EXERCISE:
Please print every line of the records below, character for character, but leave the pictures out of your output.

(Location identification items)

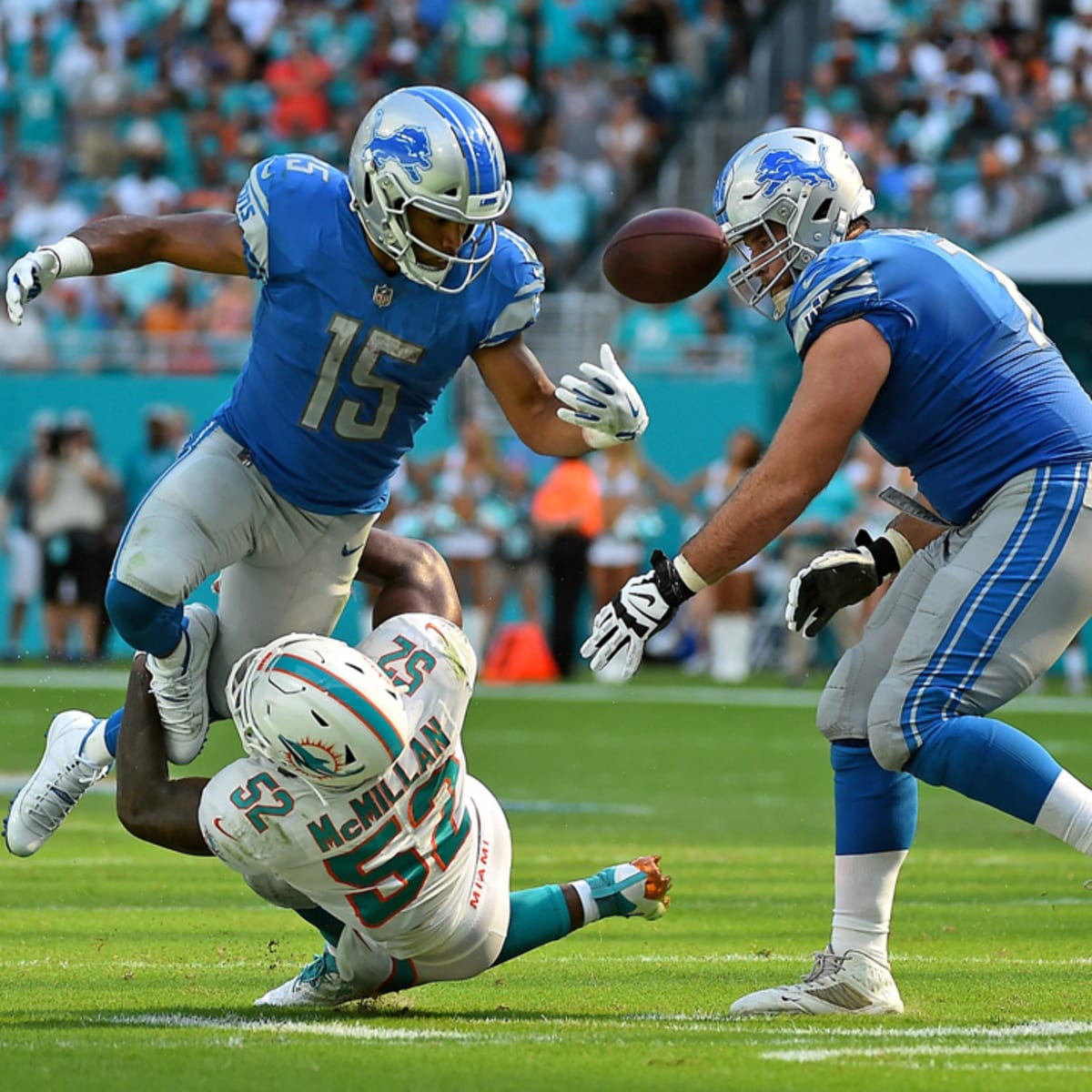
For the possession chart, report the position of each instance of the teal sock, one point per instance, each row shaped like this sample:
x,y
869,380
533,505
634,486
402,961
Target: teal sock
x,y
325,922
539,915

RESULT BELOW:
For the possession chart, report the position of each instance of the teal sock, one point per instance, each row shaped like this sample:
x,y
869,380
533,505
634,486
402,961
Target: teal sock
x,y
325,922
539,915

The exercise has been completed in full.